Stated goal: Give a verbatim repeat of the lines that run from the line containing "Rapid-fire round! Name the bounding box of the stone archway" to the end of the data below.

Records provided:
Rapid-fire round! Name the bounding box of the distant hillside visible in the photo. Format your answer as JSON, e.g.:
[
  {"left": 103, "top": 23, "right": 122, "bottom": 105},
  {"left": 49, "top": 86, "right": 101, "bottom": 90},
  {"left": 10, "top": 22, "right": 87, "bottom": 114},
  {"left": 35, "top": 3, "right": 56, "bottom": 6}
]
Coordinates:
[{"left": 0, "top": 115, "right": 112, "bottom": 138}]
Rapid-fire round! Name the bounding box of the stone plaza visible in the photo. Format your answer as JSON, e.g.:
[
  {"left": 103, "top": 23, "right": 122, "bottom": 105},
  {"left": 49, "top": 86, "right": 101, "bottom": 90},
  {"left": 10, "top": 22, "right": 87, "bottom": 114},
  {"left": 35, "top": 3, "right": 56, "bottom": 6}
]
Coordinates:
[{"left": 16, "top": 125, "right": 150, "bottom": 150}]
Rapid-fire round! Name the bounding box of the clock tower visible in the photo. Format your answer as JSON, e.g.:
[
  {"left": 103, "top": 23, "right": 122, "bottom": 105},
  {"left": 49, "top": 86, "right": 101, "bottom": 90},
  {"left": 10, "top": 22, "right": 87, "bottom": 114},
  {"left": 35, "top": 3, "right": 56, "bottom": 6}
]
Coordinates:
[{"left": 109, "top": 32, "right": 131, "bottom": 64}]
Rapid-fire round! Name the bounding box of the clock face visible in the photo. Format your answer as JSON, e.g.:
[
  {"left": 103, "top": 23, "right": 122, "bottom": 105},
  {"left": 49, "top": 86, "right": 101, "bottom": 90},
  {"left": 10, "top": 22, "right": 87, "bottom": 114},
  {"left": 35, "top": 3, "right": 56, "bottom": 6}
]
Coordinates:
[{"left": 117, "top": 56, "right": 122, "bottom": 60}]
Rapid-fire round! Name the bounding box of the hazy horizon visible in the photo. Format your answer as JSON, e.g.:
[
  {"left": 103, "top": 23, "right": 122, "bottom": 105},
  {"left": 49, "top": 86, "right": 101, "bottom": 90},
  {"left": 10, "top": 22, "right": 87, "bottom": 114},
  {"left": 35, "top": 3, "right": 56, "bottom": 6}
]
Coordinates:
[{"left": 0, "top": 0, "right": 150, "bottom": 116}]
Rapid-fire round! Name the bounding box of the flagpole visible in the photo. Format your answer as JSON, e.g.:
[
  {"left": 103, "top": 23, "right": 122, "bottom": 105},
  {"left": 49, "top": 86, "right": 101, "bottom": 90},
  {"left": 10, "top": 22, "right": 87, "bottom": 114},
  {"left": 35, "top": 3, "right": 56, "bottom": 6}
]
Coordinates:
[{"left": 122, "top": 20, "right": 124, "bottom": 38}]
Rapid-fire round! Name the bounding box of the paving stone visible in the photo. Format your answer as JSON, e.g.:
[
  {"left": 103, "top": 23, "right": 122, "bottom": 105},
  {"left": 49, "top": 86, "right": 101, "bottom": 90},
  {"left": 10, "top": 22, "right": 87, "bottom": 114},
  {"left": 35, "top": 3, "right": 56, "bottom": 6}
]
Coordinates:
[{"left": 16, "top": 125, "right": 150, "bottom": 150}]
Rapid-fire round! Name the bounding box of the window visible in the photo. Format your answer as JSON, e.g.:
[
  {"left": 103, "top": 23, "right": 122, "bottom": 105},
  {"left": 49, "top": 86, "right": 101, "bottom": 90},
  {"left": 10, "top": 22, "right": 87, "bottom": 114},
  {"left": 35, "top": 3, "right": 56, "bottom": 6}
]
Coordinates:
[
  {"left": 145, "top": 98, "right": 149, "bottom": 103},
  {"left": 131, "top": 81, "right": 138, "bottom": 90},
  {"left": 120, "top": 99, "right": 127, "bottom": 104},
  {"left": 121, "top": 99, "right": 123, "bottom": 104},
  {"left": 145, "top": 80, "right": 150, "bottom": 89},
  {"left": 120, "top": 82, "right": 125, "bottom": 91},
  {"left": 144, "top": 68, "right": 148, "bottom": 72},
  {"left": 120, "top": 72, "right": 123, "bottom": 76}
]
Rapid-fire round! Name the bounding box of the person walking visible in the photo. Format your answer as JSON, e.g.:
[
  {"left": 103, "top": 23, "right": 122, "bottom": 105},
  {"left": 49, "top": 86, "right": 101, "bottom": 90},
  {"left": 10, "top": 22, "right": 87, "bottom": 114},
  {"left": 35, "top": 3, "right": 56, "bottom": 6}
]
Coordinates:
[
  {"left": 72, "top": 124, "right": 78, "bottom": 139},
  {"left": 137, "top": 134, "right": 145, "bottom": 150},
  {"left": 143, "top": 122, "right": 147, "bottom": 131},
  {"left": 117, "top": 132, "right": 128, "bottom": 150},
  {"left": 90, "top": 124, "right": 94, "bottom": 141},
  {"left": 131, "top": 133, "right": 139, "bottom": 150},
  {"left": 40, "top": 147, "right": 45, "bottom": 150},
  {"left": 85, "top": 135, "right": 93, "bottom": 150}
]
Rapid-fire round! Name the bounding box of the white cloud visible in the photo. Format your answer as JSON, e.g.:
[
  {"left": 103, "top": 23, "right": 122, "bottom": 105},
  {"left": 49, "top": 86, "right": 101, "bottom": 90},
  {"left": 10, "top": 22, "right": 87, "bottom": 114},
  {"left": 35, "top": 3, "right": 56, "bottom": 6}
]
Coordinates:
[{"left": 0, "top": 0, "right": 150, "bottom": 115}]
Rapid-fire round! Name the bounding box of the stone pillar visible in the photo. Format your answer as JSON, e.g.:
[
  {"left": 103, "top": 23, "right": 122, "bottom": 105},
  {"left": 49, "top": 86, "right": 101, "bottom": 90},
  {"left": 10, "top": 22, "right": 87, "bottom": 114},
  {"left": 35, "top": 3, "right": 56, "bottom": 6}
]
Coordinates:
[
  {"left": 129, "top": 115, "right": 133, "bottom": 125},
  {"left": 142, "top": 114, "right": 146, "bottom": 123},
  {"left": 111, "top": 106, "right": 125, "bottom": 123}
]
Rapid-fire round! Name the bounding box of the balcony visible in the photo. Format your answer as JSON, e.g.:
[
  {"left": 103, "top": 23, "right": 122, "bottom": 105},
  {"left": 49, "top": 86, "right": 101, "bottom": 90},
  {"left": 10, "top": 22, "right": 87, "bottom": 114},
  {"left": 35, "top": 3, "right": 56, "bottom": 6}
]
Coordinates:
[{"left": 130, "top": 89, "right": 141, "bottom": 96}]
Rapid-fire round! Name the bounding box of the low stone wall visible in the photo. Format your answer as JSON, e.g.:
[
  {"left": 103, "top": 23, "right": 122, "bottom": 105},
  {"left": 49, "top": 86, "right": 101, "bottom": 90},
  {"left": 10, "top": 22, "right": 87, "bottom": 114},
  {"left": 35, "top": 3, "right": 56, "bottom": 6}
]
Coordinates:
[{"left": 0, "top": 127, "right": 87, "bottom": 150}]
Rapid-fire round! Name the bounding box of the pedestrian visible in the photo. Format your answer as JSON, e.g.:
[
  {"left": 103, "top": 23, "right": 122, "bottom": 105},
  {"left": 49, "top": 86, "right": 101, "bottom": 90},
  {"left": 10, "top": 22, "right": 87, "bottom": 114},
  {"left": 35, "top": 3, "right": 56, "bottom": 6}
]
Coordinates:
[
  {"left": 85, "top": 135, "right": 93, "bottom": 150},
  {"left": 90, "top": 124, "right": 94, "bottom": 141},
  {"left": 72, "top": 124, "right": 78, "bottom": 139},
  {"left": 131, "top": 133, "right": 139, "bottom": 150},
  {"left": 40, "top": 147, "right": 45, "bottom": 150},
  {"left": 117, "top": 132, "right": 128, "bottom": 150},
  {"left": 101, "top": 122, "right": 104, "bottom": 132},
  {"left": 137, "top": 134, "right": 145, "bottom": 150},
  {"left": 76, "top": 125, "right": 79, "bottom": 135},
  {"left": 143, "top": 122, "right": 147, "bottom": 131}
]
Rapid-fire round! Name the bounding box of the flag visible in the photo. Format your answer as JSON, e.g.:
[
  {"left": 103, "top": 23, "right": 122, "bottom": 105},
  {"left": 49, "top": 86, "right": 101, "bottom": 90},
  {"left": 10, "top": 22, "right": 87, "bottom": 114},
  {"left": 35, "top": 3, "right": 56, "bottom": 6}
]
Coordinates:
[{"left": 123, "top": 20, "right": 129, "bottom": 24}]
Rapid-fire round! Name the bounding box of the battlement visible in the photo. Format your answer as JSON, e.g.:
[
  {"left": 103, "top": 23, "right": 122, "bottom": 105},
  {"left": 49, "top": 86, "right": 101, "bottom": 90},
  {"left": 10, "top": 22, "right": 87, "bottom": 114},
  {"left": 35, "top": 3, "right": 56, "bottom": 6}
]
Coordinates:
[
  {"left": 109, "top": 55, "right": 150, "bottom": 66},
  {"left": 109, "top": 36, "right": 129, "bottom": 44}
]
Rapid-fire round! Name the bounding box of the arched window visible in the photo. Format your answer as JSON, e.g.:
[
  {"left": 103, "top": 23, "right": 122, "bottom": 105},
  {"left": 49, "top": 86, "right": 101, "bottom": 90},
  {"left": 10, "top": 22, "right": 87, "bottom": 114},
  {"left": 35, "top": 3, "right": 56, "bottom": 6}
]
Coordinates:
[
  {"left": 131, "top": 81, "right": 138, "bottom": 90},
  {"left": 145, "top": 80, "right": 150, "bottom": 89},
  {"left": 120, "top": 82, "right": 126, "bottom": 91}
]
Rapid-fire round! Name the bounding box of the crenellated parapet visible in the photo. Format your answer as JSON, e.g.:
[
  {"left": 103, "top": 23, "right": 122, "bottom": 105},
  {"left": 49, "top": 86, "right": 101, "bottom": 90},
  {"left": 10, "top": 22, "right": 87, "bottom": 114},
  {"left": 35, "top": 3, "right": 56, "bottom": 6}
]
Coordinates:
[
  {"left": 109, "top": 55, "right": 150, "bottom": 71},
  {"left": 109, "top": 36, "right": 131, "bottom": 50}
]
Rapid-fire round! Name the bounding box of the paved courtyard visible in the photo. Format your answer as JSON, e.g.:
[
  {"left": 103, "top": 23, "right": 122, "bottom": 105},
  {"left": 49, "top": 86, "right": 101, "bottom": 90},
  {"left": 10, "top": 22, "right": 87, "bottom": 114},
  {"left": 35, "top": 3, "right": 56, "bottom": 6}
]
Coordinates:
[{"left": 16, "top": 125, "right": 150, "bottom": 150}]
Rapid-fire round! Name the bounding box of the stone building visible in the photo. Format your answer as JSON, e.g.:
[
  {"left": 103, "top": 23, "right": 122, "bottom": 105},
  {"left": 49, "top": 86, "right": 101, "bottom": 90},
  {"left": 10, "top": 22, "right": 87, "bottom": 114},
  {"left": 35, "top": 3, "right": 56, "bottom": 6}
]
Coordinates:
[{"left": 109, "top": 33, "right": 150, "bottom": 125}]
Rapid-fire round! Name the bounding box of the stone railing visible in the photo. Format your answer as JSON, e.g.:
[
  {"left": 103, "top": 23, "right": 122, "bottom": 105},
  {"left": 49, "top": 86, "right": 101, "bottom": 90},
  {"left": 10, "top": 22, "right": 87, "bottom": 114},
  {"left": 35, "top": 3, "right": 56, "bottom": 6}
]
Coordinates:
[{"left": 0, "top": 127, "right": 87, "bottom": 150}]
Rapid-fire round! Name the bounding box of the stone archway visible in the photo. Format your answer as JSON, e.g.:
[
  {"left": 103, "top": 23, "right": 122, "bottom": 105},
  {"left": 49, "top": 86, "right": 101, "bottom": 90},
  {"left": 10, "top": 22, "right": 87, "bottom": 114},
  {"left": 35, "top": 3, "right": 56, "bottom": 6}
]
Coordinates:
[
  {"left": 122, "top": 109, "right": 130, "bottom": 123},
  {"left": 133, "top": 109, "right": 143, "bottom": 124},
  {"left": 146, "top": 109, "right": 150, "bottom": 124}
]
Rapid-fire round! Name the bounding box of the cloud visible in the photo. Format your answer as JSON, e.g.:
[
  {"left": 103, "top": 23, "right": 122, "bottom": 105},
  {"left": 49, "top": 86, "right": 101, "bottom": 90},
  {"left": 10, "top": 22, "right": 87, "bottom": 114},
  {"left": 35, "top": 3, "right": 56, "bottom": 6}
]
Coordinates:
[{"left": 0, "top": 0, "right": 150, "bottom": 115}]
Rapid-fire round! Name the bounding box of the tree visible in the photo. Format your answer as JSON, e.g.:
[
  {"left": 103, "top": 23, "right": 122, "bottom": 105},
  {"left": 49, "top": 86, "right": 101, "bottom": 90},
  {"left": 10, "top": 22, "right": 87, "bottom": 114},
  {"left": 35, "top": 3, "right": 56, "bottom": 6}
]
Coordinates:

Solved exercise:
Rapid-fire round! Name the bounding box of the stone archway visible in the photo. Format your answer as JSON, e.g.:
[
  {"left": 103, "top": 23, "right": 122, "bottom": 105},
  {"left": 49, "top": 86, "right": 101, "bottom": 90},
  {"left": 10, "top": 22, "right": 87, "bottom": 114},
  {"left": 35, "top": 3, "right": 56, "bottom": 6}
]
Coordinates:
[
  {"left": 122, "top": 109, "right": 130, "bottom": 123},
  {"left": 133, "top": 109, "right": 143, "bottom": 124},
  {"left": 146, "top": 109, "right": 150, "bottom": 124}
]
Rapid-fire round! Name the bounding box of the cloud visible in the photo. Format your answer as JSON, e.g.:
[
  {"left": 103, "top": 23, "right": 122, "bottom": 105},
  {"left": 49, "top": 86, "right": 101, "bottom": 90},
  {"left": 10, "top": 22, "right": 87, "bottom": 114},
  {"left": 35, "top": 3, "right": 56, "bottom": 6}
]
Coordinates:
[{"left": 0, "top": 0, "right": 150, "bottom": 115}]
Rapid-fire round! Name the bounding box of the tree visible in the photo. Format your answer as JSON, e.g.:
[
  {"left": 103, "top": 23, "right": 122, "bottom": 105},
  {"left": 49, "top": 86, "right": 101, "bottom": 90},
  {"left": 10, "top": 22, "right": 87, "bottom": 114},
  {"left": 35, "top": 3, "right": 56, "bottom": 6}
]
Coordinates:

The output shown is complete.